**Work required**
Copy out every one of the records below word for word.

····················

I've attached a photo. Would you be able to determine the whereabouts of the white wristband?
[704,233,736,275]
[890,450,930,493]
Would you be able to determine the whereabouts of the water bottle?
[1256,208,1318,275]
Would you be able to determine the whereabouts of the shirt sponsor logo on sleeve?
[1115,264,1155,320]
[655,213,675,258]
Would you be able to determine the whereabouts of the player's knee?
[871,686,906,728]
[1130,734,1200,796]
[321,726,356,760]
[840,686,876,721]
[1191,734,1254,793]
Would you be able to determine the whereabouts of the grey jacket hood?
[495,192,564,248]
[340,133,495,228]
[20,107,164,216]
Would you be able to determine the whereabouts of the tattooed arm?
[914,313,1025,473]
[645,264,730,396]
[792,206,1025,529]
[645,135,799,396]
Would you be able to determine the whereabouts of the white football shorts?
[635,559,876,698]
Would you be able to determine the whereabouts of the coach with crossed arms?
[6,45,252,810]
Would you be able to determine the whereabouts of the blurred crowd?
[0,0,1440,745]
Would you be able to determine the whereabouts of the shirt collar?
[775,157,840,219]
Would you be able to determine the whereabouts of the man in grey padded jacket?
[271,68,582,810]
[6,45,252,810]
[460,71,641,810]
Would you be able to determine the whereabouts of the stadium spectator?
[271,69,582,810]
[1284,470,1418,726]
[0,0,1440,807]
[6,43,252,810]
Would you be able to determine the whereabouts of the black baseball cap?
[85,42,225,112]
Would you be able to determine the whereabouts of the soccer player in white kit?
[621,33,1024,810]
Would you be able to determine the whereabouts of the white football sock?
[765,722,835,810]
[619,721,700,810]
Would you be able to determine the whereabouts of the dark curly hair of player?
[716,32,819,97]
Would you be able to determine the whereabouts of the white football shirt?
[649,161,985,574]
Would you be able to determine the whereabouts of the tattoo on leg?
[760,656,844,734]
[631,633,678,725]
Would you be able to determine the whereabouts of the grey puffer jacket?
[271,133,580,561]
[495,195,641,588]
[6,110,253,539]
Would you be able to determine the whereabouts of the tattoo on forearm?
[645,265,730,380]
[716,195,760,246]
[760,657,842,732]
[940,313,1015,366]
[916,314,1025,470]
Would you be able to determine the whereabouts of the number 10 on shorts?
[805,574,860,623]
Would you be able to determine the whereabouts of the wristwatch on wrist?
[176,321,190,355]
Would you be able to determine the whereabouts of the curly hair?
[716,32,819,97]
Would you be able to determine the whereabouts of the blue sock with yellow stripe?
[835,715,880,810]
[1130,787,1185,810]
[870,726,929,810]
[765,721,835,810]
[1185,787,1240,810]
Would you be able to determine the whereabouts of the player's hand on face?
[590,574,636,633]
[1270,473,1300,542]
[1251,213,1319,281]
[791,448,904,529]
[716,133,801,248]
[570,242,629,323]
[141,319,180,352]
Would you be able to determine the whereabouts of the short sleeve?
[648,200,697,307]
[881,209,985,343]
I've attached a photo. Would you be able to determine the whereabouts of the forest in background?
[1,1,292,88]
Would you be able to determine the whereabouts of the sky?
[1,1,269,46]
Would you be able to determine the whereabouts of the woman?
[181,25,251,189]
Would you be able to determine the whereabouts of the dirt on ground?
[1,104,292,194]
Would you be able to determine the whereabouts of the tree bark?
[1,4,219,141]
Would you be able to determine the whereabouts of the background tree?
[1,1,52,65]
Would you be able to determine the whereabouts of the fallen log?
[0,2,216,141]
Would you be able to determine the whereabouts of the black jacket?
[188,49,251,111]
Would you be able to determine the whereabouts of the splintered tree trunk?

····················

**Task answer**
I've attached a photo. Would you be able to determine the whereabouts of the white wristband?
[704,233,736,275]
[890,450,930,493]
Would you be able to determine the whereabouts of the water bottle?
[1256,208,1318,275]
Would you be able to determine the whereabouts of the shirt sponsor logo on sleeve?
[1115,264,1155,320]
[655,213,675,258]
Would you be able to determine the whereabouts of the player's knee?
[871,686,906,728]
[1130,734,1200,796]
[321,726,356,760]
[840,686,876,721]
[1191,734,1254,793]
Would you be able to determine the whereabouts of the grey jacket hood?
[495,192,564,248]
[340,133,495,228]
[20,107,164,216]
Would you be able to determine the whereabouts of the tattooed arm?
[914,313,1025,473]
[645,264,730,396]
[792,206,1025,529]
[645,135,799,396]
Would you be able to determine the whereabouts of the white football shorts?
[635,559,876,698]
Would you be able to determine the whereabouts of the coach with crossed arms?
[6,45,252,810]
Would you be able to determine the whereabouts of the blurred crowd?
[0,0,1440,745]
Would you be able to determine the whereabouts of the shirt collar?
[775,157,840,219]
Would you be able to determine the whereabouts of the man in grey padded jacket?
[271,68,582,810]
[6,45,252,810]
[460,71,641,810]
Would you be able to determine the whereabouts of the stadium spectator?
[271,69,582,810]
[1284,470,1418,726]
[0,0,1440,807]
[6,43,252,810]
Would you be able to determine the whereabouts of the black baseball cap?
[85,42,225,112]
Would you be able to determine the whereabouts of the soccer player in white kit?
[621,33,1024,810]
Would you be able to determine the whereabouts of the white football sock?
[765,722,835,810]
[619,721,700,810]
Would you be able to determine the whereabouts of the dark curly hair of player?
[716,32,819,97]
Would you be able to determine the whereabouts of the white football shirt?
[649,161,985,574]
Would you be able to determine the whereabouts of the tattoo on leg?
[760,656,844,734]
[631,633,678,725]
Would you be able to determine the whereabouts of the grey puffer jacket?
[271,133,580,561]
[495,195,641,588]
[6,110,253,539]
Would you be able to determine the whereabouts of the tattoo on forearm?
[645,265,730,380]
[716,195,760,246]
[760,657,842,732]
[940,313,1015,366]
[916,314,1025,470]
Would you be able to determine the whereabouts of the number 10 on shorts?
[805,574,860,623]
Would you be able to determine the whereabouts of the wristwatch on wrist?
[176,321,190,355]
Would you be able to determine the whereabouts of the curly hair?
[716,32,819,97]
Would you be able to determine the whereabouts of the blue sock with yellow stripe?
[835,715,880,810]
[1130,787,1185,810]
[870,726,929,810]
[765,721,835,810]
[1185,787,1240,810]
Would you be able to determine the whereabouts of the player's hand on face?
[590,574,636,633]
[1270,473,1300,542]
[1251,213,1319,281]
[791,448,904,529]
[716,133,801,248]
[570,242,629,323]
[141,319,180,352]
Would you be able to determine the whereabouts of the short sleeve?
[648,200,697,307]
[881,209,985,343]
I've attached a photo. Would you be able to determine the whereabouts of the forest in background?
[1,1,292,88]
Would you be able to determine the whereabouts of the sky?
[1,1,269,46]
Would you be able to determine the whereabouts of the woman?
[181,25,251,189]
Would you be able to determine the whereabouts of the dirt on ground?
[1,104,292,194]
Would you be able to determine the whereabouts of the tree bark?
[1,4,219,141]
Would you be able to determine the whereabouts of the background tree?
[1,1,52,65]
Would you be able to determine the whereabouts of the fallen log?
[0,2,216,141]
Would you be able to determine the whereabouts of the black jacket?
[188,49,251,111]
Would you be able to determine the whereabouts of the splintered tree trunk?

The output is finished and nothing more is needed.